Region annotation items:

———

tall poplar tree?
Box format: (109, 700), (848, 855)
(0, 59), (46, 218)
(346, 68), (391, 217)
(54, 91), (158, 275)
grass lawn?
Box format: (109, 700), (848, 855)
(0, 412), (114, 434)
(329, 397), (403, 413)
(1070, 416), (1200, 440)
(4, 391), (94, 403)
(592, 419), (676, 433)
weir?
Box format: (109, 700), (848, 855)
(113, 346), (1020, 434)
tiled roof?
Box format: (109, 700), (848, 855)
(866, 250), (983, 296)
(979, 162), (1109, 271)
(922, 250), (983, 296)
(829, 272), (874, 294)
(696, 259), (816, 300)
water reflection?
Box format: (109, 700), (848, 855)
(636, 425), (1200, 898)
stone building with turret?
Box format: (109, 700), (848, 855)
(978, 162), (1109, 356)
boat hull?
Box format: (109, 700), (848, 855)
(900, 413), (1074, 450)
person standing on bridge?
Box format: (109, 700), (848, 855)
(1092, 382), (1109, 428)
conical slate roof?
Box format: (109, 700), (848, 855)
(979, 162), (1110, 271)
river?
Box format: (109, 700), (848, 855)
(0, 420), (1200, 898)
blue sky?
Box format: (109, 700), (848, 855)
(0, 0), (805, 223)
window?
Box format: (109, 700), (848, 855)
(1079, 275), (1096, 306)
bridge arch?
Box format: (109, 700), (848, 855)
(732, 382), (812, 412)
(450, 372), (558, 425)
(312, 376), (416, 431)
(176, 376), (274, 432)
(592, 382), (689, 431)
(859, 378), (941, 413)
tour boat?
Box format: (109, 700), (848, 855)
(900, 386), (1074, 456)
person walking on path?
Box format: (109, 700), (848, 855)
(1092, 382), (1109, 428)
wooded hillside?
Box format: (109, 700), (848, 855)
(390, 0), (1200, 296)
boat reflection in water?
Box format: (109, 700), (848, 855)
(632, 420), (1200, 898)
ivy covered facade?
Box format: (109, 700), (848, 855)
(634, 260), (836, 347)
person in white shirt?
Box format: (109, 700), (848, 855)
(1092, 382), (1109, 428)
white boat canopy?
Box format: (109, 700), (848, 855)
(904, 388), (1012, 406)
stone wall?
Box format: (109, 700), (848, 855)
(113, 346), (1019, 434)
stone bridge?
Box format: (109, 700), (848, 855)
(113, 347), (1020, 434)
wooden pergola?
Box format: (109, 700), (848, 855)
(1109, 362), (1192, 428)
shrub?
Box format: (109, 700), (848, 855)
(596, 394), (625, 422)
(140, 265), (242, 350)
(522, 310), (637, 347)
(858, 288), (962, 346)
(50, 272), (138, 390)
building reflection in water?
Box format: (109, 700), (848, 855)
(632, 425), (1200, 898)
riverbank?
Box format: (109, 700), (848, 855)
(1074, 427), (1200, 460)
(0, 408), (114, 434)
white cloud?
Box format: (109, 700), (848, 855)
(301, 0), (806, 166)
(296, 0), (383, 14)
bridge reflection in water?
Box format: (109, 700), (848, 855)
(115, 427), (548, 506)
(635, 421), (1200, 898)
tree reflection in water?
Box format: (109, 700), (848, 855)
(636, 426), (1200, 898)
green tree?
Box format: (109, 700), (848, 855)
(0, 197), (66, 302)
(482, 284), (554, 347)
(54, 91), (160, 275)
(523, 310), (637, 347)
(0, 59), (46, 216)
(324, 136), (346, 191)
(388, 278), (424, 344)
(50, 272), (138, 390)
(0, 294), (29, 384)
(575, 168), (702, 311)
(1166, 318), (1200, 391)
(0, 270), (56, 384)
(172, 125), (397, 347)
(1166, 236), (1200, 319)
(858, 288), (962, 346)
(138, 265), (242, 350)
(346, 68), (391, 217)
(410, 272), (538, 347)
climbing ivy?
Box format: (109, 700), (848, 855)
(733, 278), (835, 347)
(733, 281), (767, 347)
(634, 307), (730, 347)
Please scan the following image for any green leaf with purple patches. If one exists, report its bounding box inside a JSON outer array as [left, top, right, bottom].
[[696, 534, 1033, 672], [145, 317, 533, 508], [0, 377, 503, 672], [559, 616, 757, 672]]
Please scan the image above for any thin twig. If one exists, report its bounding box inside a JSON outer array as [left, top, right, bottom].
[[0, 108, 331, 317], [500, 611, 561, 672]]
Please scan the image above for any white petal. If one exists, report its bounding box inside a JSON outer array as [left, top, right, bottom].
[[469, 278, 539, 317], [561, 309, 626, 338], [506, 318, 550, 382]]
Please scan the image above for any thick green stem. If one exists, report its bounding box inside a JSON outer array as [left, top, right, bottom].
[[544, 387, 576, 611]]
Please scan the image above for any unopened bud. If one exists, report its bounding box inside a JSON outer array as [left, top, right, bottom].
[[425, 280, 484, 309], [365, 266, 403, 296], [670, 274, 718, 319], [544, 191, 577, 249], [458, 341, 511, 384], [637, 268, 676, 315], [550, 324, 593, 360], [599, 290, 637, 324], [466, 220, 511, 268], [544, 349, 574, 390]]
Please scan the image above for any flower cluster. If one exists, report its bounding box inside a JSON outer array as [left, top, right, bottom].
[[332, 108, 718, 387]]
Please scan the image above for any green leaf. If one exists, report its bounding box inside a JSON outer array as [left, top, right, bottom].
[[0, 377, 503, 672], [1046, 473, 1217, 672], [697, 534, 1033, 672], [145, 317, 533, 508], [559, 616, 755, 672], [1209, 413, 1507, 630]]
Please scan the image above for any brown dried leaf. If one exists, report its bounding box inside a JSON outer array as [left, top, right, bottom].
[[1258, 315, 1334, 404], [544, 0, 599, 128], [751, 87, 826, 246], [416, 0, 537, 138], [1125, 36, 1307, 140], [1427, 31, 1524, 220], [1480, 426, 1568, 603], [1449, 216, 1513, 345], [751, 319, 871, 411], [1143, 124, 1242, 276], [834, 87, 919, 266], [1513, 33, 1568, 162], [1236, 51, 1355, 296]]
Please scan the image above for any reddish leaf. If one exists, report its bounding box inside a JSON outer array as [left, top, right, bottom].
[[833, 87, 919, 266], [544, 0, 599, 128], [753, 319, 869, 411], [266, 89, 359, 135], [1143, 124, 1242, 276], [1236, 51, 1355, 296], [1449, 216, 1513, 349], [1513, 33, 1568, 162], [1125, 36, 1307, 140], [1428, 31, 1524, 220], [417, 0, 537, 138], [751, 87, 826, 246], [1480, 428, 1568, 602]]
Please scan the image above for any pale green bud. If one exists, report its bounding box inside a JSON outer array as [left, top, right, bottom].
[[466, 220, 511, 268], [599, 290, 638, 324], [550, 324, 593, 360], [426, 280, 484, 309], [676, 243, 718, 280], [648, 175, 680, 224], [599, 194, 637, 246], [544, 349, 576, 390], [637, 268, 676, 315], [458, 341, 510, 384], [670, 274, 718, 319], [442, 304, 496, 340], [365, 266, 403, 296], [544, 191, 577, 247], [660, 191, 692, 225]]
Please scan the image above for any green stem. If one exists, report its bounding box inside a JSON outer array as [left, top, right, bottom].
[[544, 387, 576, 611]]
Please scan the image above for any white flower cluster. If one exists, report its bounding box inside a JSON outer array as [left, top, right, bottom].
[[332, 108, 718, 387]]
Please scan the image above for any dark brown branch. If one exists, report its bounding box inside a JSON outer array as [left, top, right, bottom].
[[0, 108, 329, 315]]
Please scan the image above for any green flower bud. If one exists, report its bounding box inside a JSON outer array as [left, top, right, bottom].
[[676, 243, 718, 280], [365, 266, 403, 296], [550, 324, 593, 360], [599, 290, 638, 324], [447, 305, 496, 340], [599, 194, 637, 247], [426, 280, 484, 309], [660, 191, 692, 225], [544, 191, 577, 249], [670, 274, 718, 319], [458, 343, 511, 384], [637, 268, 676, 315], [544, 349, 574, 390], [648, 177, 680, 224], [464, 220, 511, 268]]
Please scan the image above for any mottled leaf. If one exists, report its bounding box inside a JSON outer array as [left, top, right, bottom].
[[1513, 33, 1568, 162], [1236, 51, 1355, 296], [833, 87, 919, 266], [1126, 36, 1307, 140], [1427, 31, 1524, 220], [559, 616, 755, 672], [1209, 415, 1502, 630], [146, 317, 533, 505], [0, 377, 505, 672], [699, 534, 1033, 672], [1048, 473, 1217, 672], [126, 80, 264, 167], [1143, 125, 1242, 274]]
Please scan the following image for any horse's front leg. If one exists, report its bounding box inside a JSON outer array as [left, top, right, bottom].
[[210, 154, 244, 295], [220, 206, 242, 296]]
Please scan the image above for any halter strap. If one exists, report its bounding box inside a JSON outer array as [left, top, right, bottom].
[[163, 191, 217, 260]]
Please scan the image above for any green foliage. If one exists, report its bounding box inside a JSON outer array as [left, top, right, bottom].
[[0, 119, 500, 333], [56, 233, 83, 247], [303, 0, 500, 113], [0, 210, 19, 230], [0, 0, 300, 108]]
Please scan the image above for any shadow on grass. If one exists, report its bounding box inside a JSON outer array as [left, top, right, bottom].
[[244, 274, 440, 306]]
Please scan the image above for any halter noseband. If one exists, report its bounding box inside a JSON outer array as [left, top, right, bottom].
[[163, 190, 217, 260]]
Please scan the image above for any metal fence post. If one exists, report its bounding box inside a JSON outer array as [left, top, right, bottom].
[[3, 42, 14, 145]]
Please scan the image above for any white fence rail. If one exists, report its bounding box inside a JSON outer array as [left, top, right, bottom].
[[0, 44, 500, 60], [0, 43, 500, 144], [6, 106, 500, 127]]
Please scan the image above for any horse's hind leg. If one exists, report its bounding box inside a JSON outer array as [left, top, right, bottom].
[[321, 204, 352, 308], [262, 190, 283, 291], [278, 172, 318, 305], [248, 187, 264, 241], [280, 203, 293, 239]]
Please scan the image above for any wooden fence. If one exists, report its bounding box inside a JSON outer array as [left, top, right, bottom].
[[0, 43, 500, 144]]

———

**WHAT YOU SHOULD DO:** Update the lines from the line with "green tree?" to the line with "(634, 307), (730, 347)", replacing "climbing ivy" with "clinging ivy" and leaving everything else unchanged.

**FINISHED EXERCISE:**
green tree?
Box format: (109, 700), (848, 855)
(0, 197), (66, 302)
(482, 284), (554, 347)
(54, 91), (160, 275)
(523, 310), (637, 347)
(0, 59), (46, 216)
(324, 136), (346, 191)
(388, 278), (424, 344)
(50, 272), (138, 390)
(0, 294), (29, 384)
(575, 168), (702, 311)
(1166, 318), (1200, 391)
(0, 270), (56, 384)
(172, 125), (397, 347)
(1166, 236), (1200, 319)
(858, 288), (962, 346)
(138, 265), (242, 350)
(346, 68), (391, 217)
(410, 272), (538, 347)
clinging ivy?
Box format: (109, 700), (848, 855)
(733, 278), (835, 347)
(733, 281), (767, 347)
(634, 307), (730, 347)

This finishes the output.